*** Reading text Section Begins ***

Question about a (probably) hung restore to a laptop SSD

I’m trying to do a restore to a friend’s laptop who spilled some water on it. The laptop went dead for awhile but then seemed to recover but Windows couldn’t boot properly and boot repair failed. So I’m doing a full restore from backup using Macrium Reflect and a bootable USB recovery image.

There are three partitions: a small Dell recovery partition, the standard Windows “SYSTEM” partition, and the main Windows and data partition that’s about 450 GB. The first two partitions restore quickly, with “Attempting TRIM operation” preceding each one. When it gets to the point of restoring the main partition, it hangs on the “Attempting TRIM operation” part. It’s been sitting there for about three hours now, with the disk activity light flashing regularly.

I suspect the SSD is probably partially fried although it’s odd that there is no problem restoring the small partitions, and there is no error message or other indication of a problem when trying to restore the big one. It just sits there.

I originally installed that SSD years ago and don’t recall any issues doing a restore to it, but the SSD was brand new and now it’s been in use for years so maybe TRIM takes a long time to do whatever it’s doing with the SSD cells? I’d rather not leave it running overnight if this is hopeless. My friend has a new SSD that can be put in as a replacement but it’s at their house and replacing it is kind of a delicate PITA. I’m mainly just wondering if it’s a waste of time and wear and tear for nothing to leave this running much longer.

Well, to answer my own question, I left it running overnight and it was still stuck at “Attempting TRIM operation”. I think it’s probably safe to say that it would never finish.

So now I’ve disabled the attempt to trim that one large partition and, somewhat surprisingly, it now seems to be successfully proceeding with the restore. I don’t know whether the restore will be successful or not as there may also be other problems and it will be an hour or two before it completes, but that’s an entirely different matter and outside the scope of this question.

*** Reading text Section Ends ***
*** Records Section Begins ***

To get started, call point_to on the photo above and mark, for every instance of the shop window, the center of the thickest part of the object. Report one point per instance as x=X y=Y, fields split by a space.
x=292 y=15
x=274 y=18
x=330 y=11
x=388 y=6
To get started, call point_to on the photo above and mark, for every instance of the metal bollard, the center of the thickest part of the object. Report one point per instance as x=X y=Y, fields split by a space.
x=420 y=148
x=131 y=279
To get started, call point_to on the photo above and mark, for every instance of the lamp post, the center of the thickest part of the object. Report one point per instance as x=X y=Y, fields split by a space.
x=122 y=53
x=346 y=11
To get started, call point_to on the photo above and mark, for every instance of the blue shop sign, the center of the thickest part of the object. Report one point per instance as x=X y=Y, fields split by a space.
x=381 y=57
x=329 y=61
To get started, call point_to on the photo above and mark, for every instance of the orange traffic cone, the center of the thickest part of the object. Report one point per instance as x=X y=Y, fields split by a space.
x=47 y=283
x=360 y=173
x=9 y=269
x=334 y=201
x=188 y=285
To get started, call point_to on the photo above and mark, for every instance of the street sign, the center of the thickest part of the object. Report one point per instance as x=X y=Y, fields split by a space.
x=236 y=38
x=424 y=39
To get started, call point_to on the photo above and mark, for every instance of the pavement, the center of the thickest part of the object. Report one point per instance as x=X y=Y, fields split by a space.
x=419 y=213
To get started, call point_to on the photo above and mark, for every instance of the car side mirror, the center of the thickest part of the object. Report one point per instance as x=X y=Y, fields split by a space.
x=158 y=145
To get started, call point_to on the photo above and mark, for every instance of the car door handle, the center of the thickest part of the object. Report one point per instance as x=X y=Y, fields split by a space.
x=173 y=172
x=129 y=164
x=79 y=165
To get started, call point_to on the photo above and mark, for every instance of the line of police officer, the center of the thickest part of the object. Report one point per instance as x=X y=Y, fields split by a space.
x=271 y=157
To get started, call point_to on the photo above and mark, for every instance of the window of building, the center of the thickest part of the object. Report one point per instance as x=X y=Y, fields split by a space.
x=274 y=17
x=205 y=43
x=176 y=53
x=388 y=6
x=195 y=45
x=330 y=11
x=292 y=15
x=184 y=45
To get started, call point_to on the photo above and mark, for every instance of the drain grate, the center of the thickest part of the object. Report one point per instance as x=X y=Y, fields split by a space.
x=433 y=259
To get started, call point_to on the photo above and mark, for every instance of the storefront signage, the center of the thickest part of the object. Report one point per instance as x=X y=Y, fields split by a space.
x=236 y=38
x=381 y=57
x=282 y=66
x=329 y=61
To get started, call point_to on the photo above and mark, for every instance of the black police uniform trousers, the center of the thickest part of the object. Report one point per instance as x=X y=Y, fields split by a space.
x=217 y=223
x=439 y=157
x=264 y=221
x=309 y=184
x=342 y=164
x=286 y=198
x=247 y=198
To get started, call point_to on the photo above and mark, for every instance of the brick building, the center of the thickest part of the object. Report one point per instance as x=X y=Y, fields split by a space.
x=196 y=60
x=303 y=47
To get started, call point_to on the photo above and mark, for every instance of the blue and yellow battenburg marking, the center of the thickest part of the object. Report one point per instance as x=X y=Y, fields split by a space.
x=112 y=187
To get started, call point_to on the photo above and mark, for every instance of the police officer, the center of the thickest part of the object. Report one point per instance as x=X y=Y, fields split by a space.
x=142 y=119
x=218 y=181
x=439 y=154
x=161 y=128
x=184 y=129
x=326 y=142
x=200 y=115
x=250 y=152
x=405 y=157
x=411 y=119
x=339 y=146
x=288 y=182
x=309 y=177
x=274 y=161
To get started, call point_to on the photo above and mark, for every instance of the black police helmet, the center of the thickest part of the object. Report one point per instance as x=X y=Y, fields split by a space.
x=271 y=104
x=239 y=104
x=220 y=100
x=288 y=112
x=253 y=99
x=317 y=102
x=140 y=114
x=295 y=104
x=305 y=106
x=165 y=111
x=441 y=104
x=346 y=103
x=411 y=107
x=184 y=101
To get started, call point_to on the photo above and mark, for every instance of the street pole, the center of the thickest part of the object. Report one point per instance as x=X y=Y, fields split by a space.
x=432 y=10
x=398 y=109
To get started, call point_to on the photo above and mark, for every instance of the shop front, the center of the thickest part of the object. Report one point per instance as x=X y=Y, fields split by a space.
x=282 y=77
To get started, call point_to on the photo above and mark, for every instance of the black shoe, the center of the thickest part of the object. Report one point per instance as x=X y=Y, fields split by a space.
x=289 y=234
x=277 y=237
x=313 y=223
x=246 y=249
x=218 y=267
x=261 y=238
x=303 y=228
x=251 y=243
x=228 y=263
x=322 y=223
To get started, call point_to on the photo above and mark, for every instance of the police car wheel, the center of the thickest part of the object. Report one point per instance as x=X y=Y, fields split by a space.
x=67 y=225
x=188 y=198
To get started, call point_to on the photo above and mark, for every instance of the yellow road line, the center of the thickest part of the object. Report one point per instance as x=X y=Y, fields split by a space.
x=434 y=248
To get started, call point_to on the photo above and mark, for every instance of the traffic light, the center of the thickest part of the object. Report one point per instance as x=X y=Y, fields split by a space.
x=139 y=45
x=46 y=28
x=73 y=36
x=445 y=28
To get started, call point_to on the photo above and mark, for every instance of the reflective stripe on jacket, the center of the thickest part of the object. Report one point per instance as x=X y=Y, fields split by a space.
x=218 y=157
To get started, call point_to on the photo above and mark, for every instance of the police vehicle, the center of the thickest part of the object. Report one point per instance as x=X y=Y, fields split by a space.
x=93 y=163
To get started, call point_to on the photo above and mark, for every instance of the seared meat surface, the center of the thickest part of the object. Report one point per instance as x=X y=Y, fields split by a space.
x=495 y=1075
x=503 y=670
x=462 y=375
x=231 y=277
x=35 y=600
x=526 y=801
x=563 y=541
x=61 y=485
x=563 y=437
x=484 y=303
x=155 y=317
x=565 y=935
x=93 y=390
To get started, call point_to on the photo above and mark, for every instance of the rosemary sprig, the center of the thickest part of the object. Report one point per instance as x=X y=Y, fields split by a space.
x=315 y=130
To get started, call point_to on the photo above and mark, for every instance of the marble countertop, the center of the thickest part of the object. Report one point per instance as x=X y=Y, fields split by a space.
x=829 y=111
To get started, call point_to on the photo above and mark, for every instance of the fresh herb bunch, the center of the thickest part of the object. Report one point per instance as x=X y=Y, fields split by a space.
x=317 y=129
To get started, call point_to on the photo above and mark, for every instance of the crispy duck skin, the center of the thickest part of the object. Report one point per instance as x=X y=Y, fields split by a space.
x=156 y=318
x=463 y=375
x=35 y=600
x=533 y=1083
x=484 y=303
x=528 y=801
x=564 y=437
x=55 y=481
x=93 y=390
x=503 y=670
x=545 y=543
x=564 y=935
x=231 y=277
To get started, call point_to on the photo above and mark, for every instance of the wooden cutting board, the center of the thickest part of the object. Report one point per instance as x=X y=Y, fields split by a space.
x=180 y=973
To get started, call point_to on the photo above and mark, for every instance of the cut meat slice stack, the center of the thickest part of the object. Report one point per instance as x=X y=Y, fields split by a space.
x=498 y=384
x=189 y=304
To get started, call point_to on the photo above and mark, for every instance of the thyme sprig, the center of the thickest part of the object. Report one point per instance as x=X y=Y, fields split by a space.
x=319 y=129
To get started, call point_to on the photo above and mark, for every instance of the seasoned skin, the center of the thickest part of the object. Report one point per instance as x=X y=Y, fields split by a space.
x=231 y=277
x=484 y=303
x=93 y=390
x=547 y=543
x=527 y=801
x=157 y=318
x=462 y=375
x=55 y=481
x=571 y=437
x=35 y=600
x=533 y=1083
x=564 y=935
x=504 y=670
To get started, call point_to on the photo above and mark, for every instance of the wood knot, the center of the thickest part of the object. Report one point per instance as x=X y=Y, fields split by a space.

*** Records Section Ends ***

*What the task requires*
From the forum post about the stuck laptop SSD restore, extract the text between "I’m trying to" and "light flashing regularly.", inclusive.

*Answer to this problem*
I’m trying to do a restore to a friend’s laptop who spilled some water on it. The laptop went dead for awhile but then seemed to recover but Windows couldn’t boot properly and boot repair failed. So I’m doing a full restore from backup using Macrium Reflect and a bootable USB recovery image.

There are three partitions: a small Dell recovery partition, the standard Windows “SYSTEM” partition, and the main Windows and data partition that’s about 450 GB. The first two partitions restore quickly, with “Attempting TRIM operation” preceding each one. When it gets to the point of restoring the main partition, it hangs on the “Attempting TRIM operation” part. It’s been sitting there for about three hours now, with the disk activity light flashing regularly.